## TASK DESCRIPTION
Which lines in the items below contain the word "jacket"? Report each of them in full.

====

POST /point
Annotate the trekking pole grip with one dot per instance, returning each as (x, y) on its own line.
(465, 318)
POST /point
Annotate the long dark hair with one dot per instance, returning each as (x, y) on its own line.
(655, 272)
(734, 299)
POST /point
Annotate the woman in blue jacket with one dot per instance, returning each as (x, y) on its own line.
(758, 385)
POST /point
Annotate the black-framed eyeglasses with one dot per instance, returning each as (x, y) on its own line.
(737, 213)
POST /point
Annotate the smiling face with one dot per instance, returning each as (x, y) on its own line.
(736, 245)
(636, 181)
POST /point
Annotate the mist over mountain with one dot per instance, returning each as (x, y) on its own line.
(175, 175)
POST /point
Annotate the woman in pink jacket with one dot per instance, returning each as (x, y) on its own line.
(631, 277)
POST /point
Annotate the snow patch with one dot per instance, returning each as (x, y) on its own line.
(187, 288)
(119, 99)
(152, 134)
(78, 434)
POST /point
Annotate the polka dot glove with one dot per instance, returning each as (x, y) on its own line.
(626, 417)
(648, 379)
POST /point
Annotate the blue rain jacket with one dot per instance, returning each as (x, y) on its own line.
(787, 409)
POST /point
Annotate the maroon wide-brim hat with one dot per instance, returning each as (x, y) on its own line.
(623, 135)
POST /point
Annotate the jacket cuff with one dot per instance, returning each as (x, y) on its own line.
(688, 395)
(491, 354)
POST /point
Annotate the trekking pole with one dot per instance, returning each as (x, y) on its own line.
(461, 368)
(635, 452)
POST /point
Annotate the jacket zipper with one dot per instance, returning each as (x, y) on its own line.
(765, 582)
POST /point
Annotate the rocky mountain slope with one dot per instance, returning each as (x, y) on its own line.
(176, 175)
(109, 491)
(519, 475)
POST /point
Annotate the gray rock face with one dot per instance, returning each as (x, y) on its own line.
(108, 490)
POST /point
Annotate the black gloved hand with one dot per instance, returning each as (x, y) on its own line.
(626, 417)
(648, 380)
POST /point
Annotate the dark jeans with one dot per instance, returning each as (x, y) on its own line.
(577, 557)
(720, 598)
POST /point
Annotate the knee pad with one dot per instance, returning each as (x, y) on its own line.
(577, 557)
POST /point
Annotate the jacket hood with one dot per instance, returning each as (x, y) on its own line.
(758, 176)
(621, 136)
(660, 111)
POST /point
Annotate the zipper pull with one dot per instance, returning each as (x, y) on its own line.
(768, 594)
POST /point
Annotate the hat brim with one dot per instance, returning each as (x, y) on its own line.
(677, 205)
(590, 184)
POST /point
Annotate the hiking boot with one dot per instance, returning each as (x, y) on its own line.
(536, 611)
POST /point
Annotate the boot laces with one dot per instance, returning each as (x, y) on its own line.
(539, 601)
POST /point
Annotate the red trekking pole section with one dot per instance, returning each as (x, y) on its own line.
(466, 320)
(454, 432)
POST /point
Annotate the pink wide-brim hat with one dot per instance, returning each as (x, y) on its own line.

====

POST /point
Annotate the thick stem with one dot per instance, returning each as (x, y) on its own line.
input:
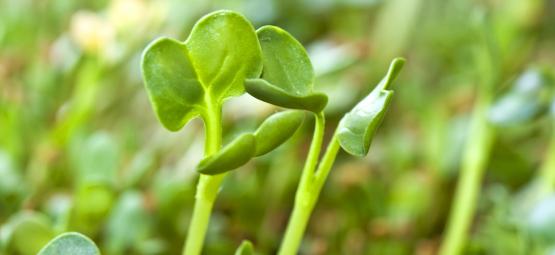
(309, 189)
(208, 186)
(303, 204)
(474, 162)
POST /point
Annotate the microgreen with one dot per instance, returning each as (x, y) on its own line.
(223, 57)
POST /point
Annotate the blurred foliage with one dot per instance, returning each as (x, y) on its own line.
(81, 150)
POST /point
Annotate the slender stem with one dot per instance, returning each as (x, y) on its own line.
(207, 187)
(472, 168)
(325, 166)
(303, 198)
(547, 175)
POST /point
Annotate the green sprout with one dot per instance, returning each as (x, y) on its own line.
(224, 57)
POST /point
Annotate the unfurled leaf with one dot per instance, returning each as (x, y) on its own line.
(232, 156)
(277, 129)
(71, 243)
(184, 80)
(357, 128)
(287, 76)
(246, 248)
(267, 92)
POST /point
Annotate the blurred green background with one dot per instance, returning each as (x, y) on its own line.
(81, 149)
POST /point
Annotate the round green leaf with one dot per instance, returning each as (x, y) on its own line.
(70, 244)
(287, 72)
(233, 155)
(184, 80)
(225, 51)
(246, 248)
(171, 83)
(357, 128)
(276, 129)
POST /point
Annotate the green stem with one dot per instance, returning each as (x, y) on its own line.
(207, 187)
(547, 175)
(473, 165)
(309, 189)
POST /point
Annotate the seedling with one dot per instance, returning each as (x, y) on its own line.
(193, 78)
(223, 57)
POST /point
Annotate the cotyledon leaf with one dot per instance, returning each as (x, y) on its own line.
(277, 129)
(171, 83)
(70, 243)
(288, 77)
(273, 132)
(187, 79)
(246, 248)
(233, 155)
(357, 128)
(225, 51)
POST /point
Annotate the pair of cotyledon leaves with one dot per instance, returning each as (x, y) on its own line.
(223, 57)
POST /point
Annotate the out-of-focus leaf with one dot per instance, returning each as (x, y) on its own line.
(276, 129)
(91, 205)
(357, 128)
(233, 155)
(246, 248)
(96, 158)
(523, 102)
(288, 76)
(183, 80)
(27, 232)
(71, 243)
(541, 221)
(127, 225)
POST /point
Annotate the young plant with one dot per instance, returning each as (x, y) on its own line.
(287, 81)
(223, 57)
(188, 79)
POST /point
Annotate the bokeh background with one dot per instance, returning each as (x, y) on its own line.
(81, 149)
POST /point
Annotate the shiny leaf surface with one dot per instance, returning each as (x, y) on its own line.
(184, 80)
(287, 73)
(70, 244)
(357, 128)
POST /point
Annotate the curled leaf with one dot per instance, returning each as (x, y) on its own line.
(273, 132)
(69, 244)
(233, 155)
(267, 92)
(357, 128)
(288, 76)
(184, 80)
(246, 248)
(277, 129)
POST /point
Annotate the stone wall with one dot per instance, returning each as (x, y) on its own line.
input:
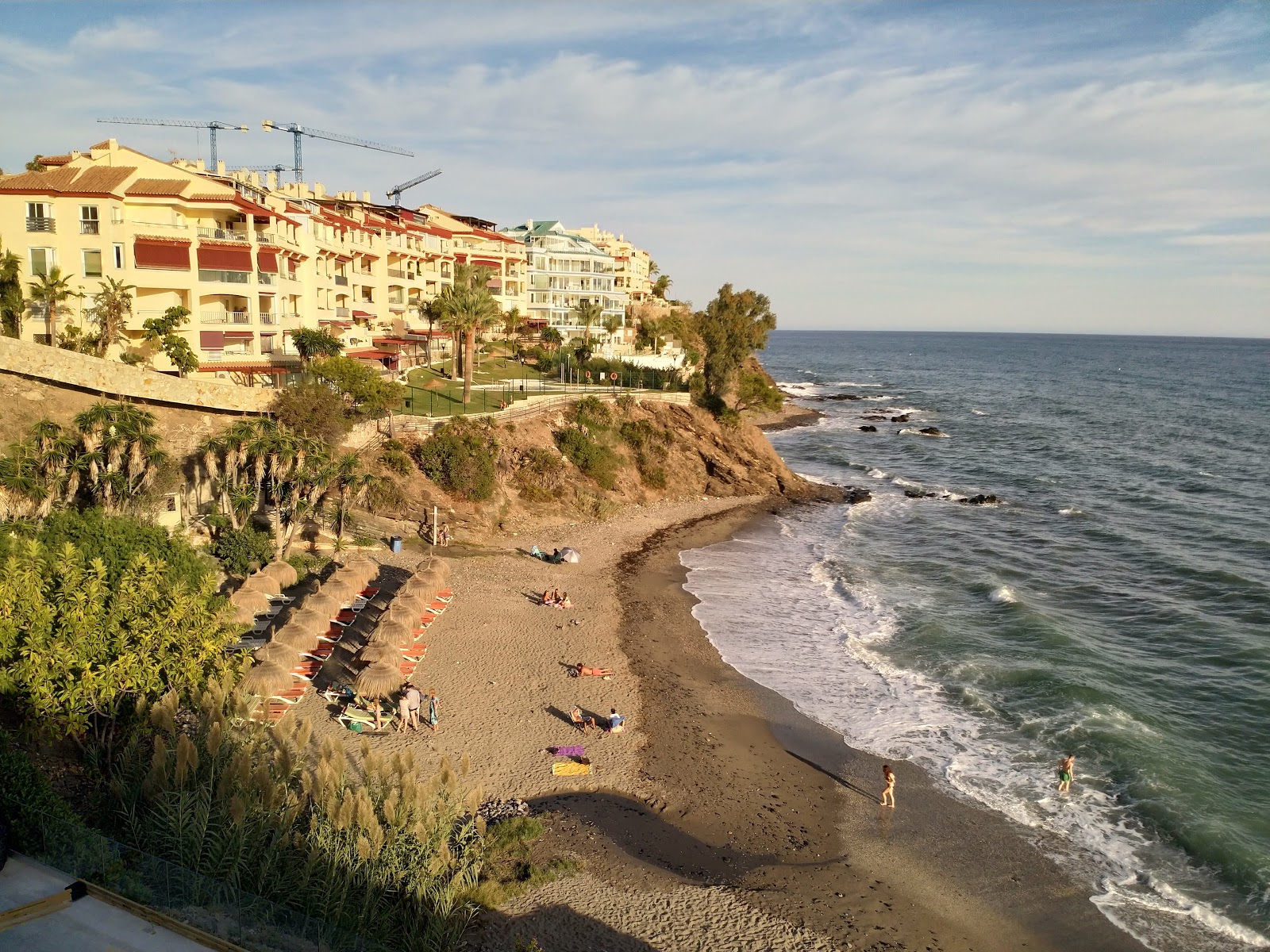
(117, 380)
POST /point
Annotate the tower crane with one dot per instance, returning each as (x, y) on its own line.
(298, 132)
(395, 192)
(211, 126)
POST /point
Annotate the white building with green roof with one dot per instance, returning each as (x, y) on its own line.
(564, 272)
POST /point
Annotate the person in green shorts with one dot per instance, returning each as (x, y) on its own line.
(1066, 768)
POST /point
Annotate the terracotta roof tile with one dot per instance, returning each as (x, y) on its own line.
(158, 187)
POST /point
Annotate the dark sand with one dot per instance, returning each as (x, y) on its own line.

====

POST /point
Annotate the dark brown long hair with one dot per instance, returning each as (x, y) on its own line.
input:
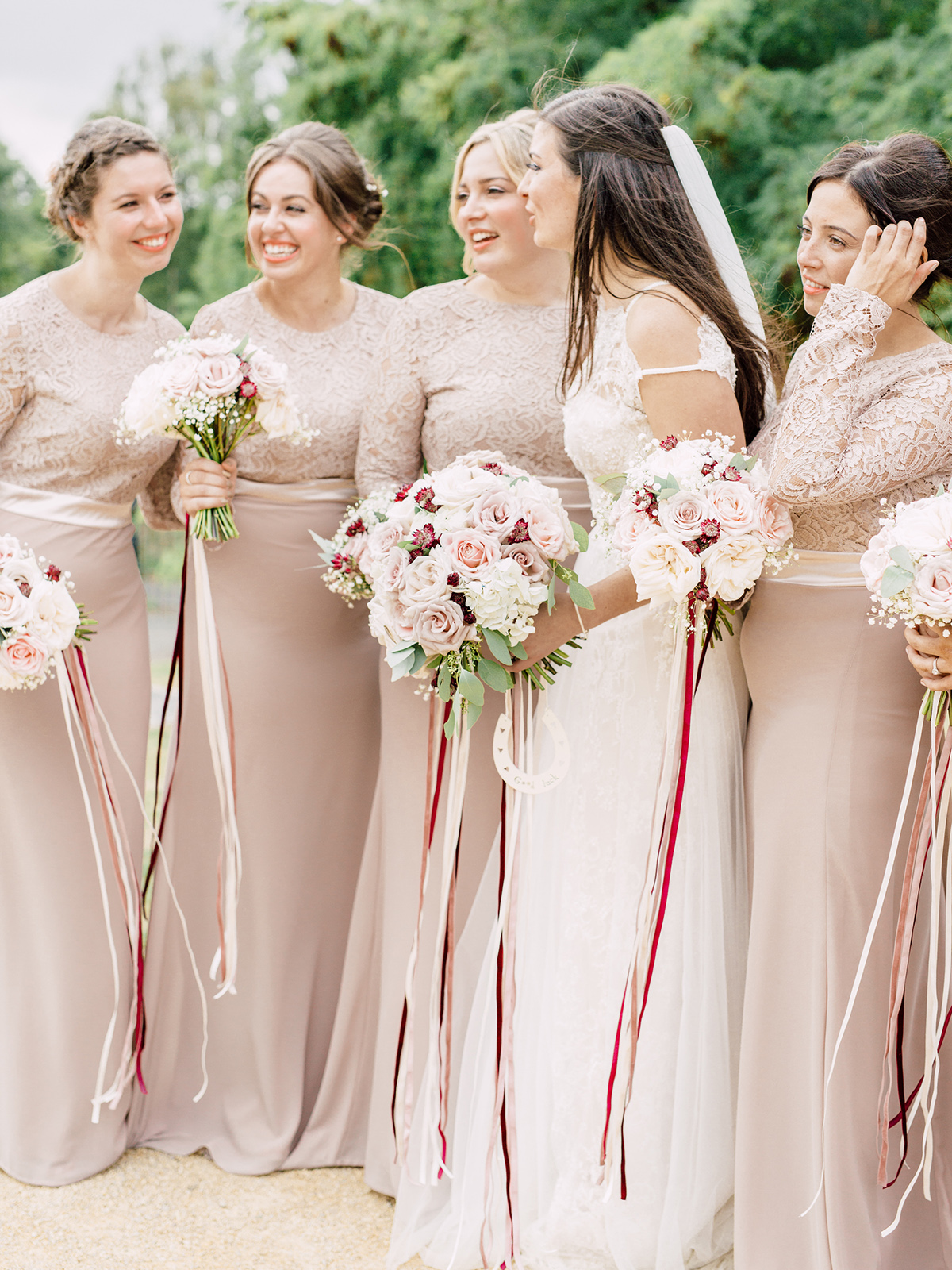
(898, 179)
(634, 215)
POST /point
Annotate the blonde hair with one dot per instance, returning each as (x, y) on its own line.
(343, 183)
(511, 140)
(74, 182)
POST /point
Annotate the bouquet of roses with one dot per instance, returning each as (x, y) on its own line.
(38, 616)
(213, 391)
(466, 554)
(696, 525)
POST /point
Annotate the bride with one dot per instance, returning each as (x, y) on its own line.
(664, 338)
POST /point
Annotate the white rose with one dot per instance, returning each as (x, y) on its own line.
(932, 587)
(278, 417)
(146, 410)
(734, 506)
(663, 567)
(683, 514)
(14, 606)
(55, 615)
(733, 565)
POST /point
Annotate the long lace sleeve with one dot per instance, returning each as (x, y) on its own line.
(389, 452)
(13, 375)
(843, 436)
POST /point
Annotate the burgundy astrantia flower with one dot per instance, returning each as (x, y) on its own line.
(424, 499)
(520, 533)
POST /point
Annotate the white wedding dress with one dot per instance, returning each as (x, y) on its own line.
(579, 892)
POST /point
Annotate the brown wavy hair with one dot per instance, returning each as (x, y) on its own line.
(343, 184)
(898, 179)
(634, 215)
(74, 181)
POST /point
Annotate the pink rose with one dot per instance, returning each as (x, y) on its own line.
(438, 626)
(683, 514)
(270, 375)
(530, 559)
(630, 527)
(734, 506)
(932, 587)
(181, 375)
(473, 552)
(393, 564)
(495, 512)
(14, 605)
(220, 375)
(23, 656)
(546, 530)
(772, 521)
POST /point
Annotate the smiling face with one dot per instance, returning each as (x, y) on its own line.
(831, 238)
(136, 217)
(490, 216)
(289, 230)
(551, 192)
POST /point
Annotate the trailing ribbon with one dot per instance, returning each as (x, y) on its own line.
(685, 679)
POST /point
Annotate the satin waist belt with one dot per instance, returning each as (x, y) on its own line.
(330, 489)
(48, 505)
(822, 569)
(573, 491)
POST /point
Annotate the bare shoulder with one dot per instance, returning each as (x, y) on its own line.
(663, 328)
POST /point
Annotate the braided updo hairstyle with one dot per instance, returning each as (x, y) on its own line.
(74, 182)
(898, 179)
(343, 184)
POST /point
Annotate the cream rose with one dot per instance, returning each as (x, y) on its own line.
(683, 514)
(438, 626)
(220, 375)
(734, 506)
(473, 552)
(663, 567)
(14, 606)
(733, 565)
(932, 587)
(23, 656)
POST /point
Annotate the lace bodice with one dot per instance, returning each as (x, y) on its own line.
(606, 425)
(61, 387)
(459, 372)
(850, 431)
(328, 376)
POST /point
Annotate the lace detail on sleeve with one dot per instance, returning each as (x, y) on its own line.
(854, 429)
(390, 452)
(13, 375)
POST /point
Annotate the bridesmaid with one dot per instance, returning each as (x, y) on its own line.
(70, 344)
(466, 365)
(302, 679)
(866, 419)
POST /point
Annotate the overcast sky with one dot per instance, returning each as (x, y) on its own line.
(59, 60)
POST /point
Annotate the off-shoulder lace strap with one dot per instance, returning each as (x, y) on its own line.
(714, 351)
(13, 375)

====

## RESULT OF THIS TASK
Annotate the woman in blue jacket with one dot per instance, returning each as (x, y) on its own line.
Annotate the woman in pink jacket with one dot per instance, returning each as (x, y) on its own line.
Annotate the blue rain jacket with one dot per instance, returning each as (x, y) on its own line.
Annotate the jacket cuff with one dot per instance, returning each as (x, y) on its own line.
Annotate the jacket zipper with one dot per instance, returning each as (x, y) on its own line.
Annotate the jacket hood with one dot per instance, returning each as (x, y) on its own line.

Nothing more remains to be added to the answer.